= TEXT SECTION =
◆ ◆ ◆ ◆ ◆ ◆ ◆
To frame the topic this week, we start with a New York Times article “A Peek Inside the Strange World of Fake Academia“, which takes a look at, well, Fake Academia. In general “fake academia” refers to conferences and journals set up with very little oversight (one man runs 17 of them) or review but high price tags. The article looks at a few examples that agreed to publish abstracts created using the iPhone autocomplete feature or “featuring” keynote speakers who never agreed to speak. Many of these are run by a group called OMICS International, which has gotten in to legal trouble over their practices. However, some groups/conferences are much harder to classify. As the article points out, there’s a supply and demand problem here. More PhDs need publication credits than can get their work accepted by legitimate journals or conferences, so anyone willing to loosen the standards can make some money.

To show how bad the problem of “pay to play” journals/conferences are, the next article (by the same guys who brought us Retraction Watch) talks about a professor who decided to make up some scientists just to see if there was any credential checking going on at these places. My favorite of these was his (remarkably easy) quest to get Borat Sagdiyev (a senior researcher at the University of Kazhakstan) on the editorial board of the journal Immunology and Vaccines. Due to the proliferation of journals and conferences with low quality control, these fake people ended up with surprisingly impressive sounding resumes.  The article goes on to talk about researchers who make up co-authors, and came to the troubling conclusion that fake co-authors seemed to help publication prospects. There are other examples provided of “scientific identify fraud”: researchers finding their data has been published by other scientists (none of whom are real), researchers recommending that made up scientists review their work (the email addresses route back to themselves), and the previously mentioned pay-for-publication journals. The article wraps up with a discussion of even harder to spot chicanery: citation stuffing and general metrics gaming. As we discussed in Week 7 with Jevin West’s article, attempting to rank people in a responsive system will create incentives to maximize your ranking. If there is an unethical way of doing this, at least some people will find it.
◆ ◆ ◆ ◆ ◆ ◆ ◆
= SUPPLIED RECORDS =
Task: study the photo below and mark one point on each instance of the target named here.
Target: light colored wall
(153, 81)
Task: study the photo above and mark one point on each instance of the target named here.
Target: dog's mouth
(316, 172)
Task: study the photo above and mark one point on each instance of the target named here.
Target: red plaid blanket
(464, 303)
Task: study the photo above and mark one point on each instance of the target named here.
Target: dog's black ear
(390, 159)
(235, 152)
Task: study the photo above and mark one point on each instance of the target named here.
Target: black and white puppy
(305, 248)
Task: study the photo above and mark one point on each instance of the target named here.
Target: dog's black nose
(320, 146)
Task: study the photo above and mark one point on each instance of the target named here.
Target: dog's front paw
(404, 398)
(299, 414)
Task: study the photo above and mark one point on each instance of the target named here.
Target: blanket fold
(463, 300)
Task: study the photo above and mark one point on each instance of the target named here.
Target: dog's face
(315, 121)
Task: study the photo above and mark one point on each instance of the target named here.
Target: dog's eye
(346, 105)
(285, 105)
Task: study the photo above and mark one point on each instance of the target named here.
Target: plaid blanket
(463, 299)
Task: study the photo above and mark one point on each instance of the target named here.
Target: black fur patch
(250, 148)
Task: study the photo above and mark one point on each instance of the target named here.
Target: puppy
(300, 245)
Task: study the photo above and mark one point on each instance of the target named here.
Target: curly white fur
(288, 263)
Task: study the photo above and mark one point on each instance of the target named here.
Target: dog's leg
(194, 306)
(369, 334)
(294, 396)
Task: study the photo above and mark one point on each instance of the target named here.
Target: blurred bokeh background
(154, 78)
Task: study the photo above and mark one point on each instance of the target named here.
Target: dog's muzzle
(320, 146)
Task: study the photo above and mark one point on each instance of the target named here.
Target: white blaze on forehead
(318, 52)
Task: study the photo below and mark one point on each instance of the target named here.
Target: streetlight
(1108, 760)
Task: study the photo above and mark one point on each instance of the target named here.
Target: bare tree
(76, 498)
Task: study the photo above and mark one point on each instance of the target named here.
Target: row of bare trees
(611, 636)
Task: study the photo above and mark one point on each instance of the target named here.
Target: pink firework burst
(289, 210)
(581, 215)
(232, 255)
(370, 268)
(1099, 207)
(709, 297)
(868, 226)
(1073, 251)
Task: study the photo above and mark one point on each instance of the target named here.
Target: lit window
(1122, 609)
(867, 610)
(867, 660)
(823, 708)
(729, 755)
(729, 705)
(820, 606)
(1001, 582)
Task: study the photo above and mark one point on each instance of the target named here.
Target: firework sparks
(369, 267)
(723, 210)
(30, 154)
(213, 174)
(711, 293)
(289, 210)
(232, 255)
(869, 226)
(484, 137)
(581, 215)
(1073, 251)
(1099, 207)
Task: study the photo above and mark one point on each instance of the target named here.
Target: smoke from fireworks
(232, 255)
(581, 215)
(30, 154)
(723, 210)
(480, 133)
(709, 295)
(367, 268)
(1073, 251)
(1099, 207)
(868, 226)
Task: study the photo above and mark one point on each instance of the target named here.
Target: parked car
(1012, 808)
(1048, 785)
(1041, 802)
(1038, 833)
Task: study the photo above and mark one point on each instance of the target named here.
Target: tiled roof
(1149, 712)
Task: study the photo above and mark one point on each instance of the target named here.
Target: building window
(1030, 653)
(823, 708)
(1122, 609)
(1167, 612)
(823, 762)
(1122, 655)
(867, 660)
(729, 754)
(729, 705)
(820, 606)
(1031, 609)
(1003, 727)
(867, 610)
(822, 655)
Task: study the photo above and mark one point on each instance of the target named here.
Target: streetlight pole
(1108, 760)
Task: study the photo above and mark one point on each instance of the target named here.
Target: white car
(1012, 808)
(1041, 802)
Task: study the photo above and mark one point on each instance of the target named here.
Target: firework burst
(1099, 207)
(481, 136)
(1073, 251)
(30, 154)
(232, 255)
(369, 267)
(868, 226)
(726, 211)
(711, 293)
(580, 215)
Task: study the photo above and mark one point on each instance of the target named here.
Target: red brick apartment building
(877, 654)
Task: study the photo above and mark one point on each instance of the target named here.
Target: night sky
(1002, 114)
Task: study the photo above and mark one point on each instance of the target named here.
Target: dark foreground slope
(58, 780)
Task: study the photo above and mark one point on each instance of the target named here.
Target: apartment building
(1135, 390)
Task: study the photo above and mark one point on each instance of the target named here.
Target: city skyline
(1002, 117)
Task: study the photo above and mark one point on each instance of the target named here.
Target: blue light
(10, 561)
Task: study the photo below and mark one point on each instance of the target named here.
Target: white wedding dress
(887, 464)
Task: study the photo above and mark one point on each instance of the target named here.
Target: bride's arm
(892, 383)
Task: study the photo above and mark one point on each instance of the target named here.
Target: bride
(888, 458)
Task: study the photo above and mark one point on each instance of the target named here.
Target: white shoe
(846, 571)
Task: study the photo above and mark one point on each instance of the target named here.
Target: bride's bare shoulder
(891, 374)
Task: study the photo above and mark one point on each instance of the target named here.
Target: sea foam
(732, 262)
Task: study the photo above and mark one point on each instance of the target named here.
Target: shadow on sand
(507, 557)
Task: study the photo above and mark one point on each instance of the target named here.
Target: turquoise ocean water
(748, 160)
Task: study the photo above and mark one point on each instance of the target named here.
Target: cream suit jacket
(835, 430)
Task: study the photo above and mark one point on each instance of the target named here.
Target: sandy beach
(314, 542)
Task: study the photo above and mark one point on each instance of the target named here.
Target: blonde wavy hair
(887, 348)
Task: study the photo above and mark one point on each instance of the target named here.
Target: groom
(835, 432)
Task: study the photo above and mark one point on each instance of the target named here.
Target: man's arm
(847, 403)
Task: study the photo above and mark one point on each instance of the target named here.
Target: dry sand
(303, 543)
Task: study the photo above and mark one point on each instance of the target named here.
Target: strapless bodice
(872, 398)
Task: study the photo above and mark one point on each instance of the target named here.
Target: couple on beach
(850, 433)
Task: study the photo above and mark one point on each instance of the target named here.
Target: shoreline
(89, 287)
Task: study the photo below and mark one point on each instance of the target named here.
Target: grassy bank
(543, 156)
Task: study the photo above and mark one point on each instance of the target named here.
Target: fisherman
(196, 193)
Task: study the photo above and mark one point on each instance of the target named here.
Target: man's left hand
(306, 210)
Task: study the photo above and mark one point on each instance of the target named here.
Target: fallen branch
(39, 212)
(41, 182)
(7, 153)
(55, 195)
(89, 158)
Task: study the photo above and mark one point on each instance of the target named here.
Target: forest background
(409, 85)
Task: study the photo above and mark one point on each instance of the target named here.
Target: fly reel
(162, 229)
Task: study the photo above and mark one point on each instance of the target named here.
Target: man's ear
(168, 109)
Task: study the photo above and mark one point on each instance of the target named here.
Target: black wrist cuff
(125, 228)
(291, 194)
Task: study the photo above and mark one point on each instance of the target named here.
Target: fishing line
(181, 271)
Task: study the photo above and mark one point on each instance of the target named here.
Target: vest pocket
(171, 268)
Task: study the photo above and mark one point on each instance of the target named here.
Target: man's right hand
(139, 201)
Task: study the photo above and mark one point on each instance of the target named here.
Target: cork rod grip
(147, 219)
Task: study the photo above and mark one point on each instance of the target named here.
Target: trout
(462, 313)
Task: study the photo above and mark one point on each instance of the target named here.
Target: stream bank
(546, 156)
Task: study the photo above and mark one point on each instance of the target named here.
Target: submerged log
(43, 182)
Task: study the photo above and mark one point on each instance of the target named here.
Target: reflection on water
◆ ◆ ◆ ◆ ◆ ◆ ◆
= TASKS FOR THIS EXERCISE =
• A. Using the passage on fake academia, decide whether each statement agrees with it. Answer yes or no and quote the words that decide it. (i) One man runs 17 of the loosely overseen conferences and journals. (ii) Getting Borat Sagdiyev onto the editorial board of Immunology and Vaccines took the professor considerable effort. (iii) The article concluded that fake co-authors seemed to hurt publication prospects.
• B. Continue the passage on fake academia, starting after its final sentence, "If there is an unethical way of doing this, at least some people will find it."

= RESPONSES FOR EACH TASK =
• A.
(i) Yes: "one man runs 17 of them"
(ii) No: "his (remarkably easy) quest to get Borat Sagdiyev (a senior researcher at the University of Kazhakstan) on the editorial board of the journal Immunology and Vaccines"
(iii) No: "fake co-authors seemed to help publication prospects"

• B.
That last point is also the focus of one of the linked readings “Academic Research in the 21st Century: Maintaining Scientific Integrity in a Climate of Perverse Incentives and Hypercompetition“. The focus of this paper is on the current academic climate and its negative effect on research practices. To quote Goodhart’s law “when a measure becomes a target, it ceases to be a good measure”. It covers a lot of ground including increased reliance on performance metrics, decreased access to funding, and an oversupply of PhDs.  My favorite part of the paper was this table:

That’s a great overview of how the best intentions can go awry. This is all a set up to get to the meat of the paper: scientific misconduct. In a high stakes competitive environment, the question is not if someone will try to game the system, but how often it’s already happening and what you’re going to do about it. Just like in sports, you need to acknowledge the problem (*cough* steroid era *cough*) then come up with a plan to address it.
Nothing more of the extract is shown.